▶ Task statement: Rewrite every line of the rows below as a numbered list, skipping any blank lines and leaving out the pictures.

▶ Records for this exercise:
.....
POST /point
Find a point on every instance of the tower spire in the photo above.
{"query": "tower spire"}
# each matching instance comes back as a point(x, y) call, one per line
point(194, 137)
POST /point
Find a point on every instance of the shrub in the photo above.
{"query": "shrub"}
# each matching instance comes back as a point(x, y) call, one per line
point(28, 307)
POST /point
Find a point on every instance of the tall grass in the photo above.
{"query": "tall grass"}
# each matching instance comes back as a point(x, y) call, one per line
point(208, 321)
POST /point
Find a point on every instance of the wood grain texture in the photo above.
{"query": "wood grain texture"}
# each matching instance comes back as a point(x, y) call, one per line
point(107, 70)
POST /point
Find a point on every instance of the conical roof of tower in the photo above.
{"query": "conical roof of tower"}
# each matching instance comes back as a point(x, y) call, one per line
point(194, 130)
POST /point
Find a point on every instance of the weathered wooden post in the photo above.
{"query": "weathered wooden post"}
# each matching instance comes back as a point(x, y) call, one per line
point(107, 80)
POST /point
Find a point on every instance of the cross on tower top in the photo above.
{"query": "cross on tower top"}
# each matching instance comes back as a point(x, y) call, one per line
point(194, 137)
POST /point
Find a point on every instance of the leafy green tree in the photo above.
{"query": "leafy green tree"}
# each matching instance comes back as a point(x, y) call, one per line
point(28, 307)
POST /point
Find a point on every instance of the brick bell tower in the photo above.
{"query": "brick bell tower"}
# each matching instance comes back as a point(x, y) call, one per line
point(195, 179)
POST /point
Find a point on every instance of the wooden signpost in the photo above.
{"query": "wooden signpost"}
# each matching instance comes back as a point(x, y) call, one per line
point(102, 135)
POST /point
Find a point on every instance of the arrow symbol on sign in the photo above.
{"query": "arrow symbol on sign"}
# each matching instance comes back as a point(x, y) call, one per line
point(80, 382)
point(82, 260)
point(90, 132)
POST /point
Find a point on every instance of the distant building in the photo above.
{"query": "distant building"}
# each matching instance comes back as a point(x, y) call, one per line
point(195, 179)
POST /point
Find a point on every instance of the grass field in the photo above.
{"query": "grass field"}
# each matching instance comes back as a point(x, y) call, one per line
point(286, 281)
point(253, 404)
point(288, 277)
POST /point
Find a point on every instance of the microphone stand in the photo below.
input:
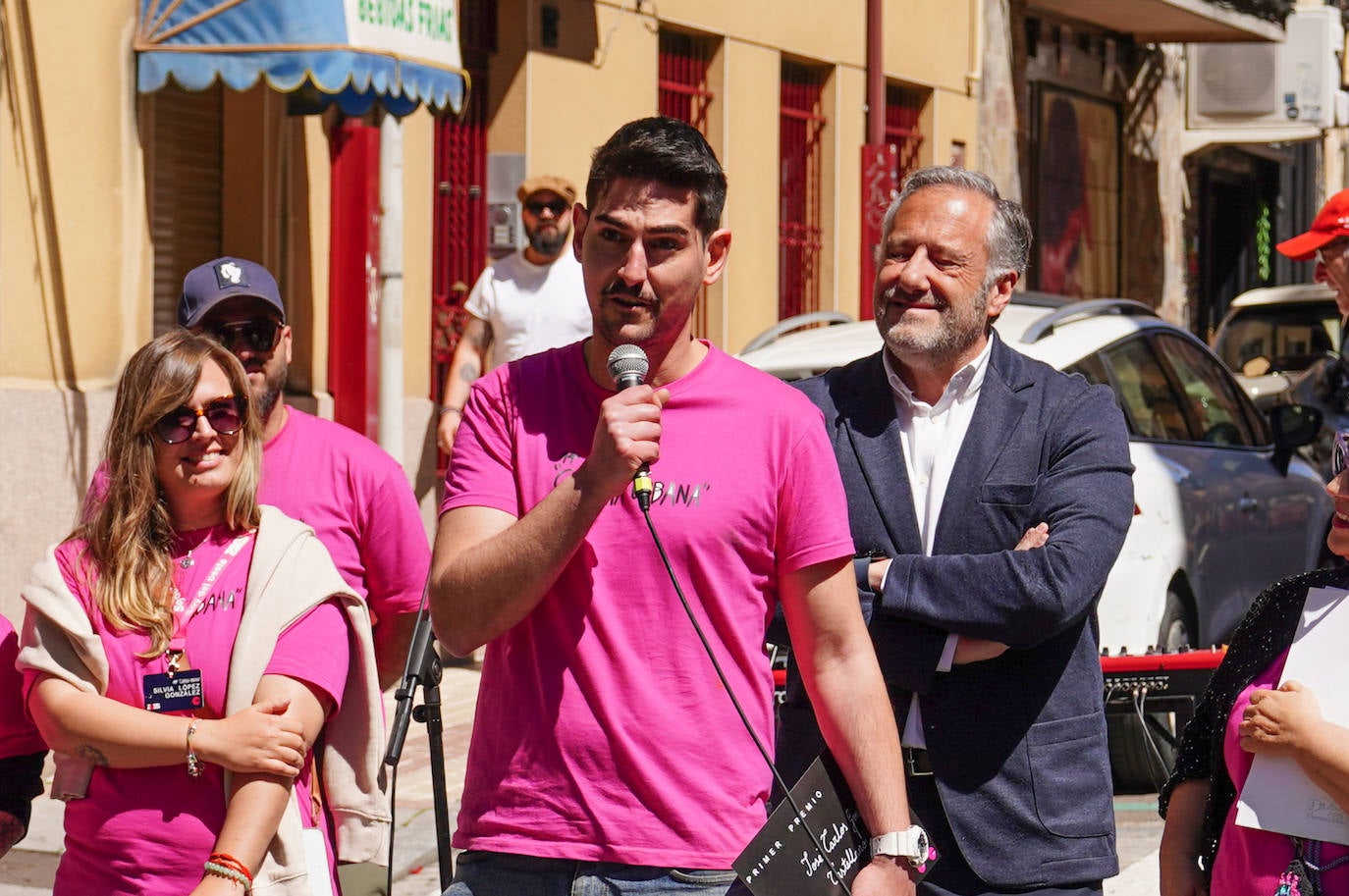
.....
▶ Exercise response:
1. POST /point
2. Find a point on every instance of the tower spire in the photo above.
3. {"query": "tower spire"}
4. # each matching instance comes back as a point(x, y) call, one per line
5. point(194, 137)
6. POST /point
7. Find a point on every instance of the shrub in the photo above.
8. {"query": "shrub"}
9. # each matching instance comes back as a point(x, y) call, one per line
10. point(28, 307)
11. POST /point
12. Find a point on every instance of the tall grass in the photo above.
13. {"query": "tall grass"}
14. # each matching instance comes back as a point(x, y) call, one per line
15. point(208, 321)
16. POST /point
17. Find a point on every instance of the wood grain texture in the photo above.
18. {"query": "wood grain texture"}
19. # each matching instance comes back as a point(x, y) call, one per line
20. point(107, 70)
21. POST /point
22. Find a point on every instance of the conical roof of tower in the photo above.
23. {"query": "conical roof of tower"}
24. # each matching instance comes back as a point(x, y) call, one per line
25. point(194, 130)
26. POST /point
27. Find a point on every instance of the weathered wooden post in the photo above.
28. {"query": "weathered wooden post"}
29. # each matching instance comes back as a point(x, y) call, one per line
30. point(107, 80)
31. POST /point
32. Find a point on every instance of the cross on tower top in the photo above.
33. {"query": "cross on tower top"}
34. # each matching instance comes back as a point(x, y) call, one per line
35. point(194, 137)
36. POST /point
37. Find a point on every instance of the leafy green tree in the photo above.
38. {"query": "leafy green tree"}
39. # each matching instance comes back as a point(x, y) call, one per line
40. point(28, 307)
41. POST /point
42. Find a point on every instance of the brick bell tower in the photo above.
43. {"query": "brick bell tower"}
44. # each matching instance comes back as a point(x, y) call, one per line
45. point(195, 179)
46. POST /point
47. Find a point on every instance of the wooden signpost in the photo above.
48. {"query": "wooden signpost"}
49. # each matching instance comes back as a point(x, y) call, one per line
50. point(102, 135)
51. POST /point
52. Find a point on every instance of the arrow symbol on sign in the photo above.
53. {"query": "arrow symbol on sign"}
54. # each matching instance comes back as a point(x, y) call, one per line
55. point(80, 382)
56. point(82, 260)
57. point(90, 132)
58. POST /point
59. Find a point on every instance of the distant building in the photo above.
60. {"query": "distant building"}
61. # each matching instance comes back as a point(x, y) call, one per line
62. point(195, 179)
63. POST /point
64. Find a point on every instance of the grass field in the photo above.
65. {"query": "grass field"}
66. # each matching instance comes back as a point(x, y) call, one per line
67. point(286, 281)
68. point(253, 404)
69. point(288, 277)
70. POST /point
71. Find a point on every instance of the microphone stand in the photo below.
72. input:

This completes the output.